### Soal
#1 Sifat apa saja yang disebutkan catatan tentang pelatihan remaja di Sumba untuk menggambarkan remaja-remaja Sumba yang ditemui penulisnya?
#2 Salin persis bagian catatan tentang pelatihan remaja di Sumba, mulai dari "Tak terbayang sebelumnya" dan berakhir pada "di tengah jalan.".

### Teks Sumber
Reclaim Your Future!

Sebuah catatan dari proses Pelatihan Kepemimpinan Remaja di Sumba.

BERTEMU dengan remaja-remaja Sumba, sungguh-sungguh menyenangkan. Kreatif, optimis, dan bercita-cita mulia. Saya bersama dua orang rekan diminta memfasilitasi proses pelatihan kepemimpinan 46 remaja sumba yang berusia antara 12 sampai 25 tahun di Weetabula, minggu ketiga Januari 2011. Sungguh pengalaman yang berharga dan luar biasa.

Tak terbayang sebelumnya seorang muda berusia belasan bisa memimpikan hal-hal yang begitu luar biasa, dengan kepolosan dan juga optimisme. Meskipun, situasi brutal tantangan yang mereka hadapi sungguh-sungguh di depan mata, berjarak boleh jadi hanya 3 meter dari tempat tidurnya.

Dalam obrolan-obrolan lepas, tantangan yang mereka dapat justru dari orang tua. Beberapa di antara remaja-remaja ini sedang mencoba meraih mimpinya, bahkan telah bekerja cukup mapan. Tetapi ketika sang orang tua memanggil, remaja-remaja ini terpaksa pulang dan memupus mimpinya di tengah jalan.

### Data yang Diberikan
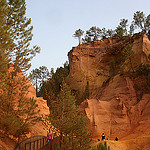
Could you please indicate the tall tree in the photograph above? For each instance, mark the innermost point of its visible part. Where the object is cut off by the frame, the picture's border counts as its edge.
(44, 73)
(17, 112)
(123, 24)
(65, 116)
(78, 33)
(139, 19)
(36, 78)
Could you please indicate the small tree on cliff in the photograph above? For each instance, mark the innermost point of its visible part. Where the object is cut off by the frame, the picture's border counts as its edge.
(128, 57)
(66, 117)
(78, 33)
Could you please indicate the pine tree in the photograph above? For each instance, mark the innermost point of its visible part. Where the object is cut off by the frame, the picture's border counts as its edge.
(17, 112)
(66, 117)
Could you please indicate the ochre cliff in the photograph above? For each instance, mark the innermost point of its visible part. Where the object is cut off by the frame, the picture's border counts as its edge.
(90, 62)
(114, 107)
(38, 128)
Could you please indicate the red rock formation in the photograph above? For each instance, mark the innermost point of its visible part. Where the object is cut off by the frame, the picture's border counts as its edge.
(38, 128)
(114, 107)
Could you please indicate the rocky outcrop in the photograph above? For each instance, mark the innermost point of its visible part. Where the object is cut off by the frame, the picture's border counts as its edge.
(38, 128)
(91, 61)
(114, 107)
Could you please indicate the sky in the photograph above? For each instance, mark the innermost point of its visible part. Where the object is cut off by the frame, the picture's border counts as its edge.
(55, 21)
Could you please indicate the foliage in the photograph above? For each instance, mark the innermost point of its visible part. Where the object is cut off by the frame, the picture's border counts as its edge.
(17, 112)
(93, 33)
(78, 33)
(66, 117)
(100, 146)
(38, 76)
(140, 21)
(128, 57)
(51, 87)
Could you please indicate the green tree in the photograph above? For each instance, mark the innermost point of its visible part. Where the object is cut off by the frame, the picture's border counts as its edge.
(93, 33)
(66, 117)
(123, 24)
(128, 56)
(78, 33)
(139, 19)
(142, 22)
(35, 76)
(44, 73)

--

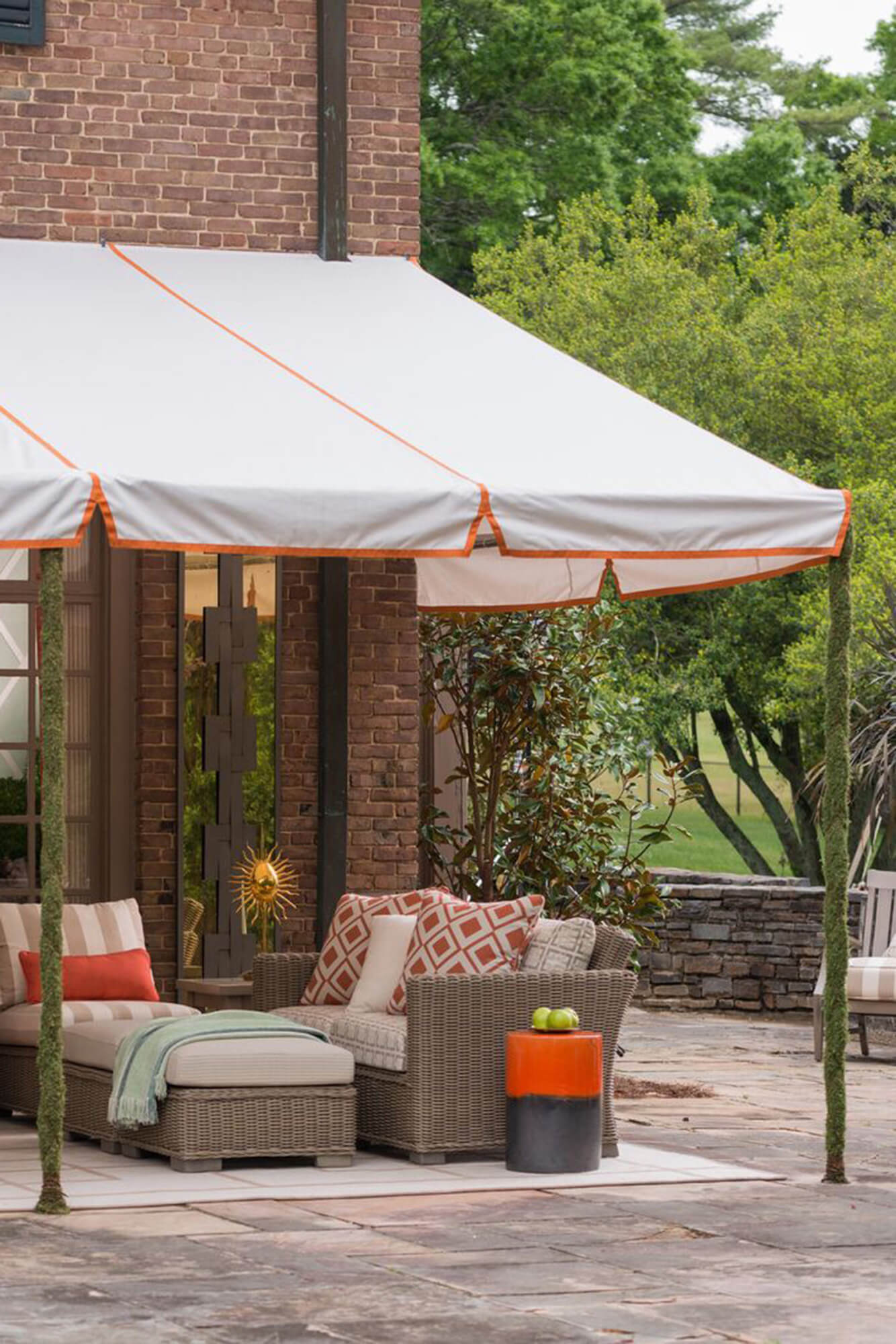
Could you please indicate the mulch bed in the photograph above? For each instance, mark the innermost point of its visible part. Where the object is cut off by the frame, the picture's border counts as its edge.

### Jawaban Tiap Soal
#1 Kreatif, optimis, dan bercita-cita mulia.

#2
Tak terbayang sebelumnya seorang muda berusia belasan bisa memimpikan hal-hal yang begitu luar biasa, dengan kepolosan dan juga optimisme. Meskipun, situasi brutal tantangan yang mereka hadapi sungguh-sungguh di depan mata, berjarak boleh jadi hanya 3 meter dari tempat tidurnya.

Dalam obrolan-obrolan lepas, tantangan yang mereka dapat justru dari orang tua. Beberapa di antara remaja-remaja ini sedang mencoba meraih mimpinya, bahkan telah bekerja cukup mapan. Tetapi ketika sang orang tua memanggil, remaja-remaja ini terpaksa pulang dan memupus mimpinya di tengah jalan.